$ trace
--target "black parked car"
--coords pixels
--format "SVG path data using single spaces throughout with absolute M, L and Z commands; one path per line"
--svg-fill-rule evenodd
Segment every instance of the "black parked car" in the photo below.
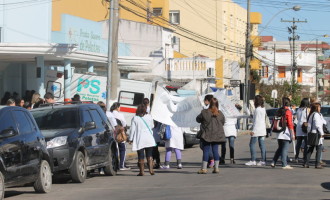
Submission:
+-------+
# Exercise directions
Nothing but the records above, retyped exactly and stripped of images, should appear in the answer.

# Finished task
$ trace
--target "black parked car"
--coords pixels
--format "SVG path data using single spaces throughout with absolute M, L and Z commands; one path per line"
--svg-fill-rule evenodd
Segment every instance of the "black parked car" in the photo below.
Submission:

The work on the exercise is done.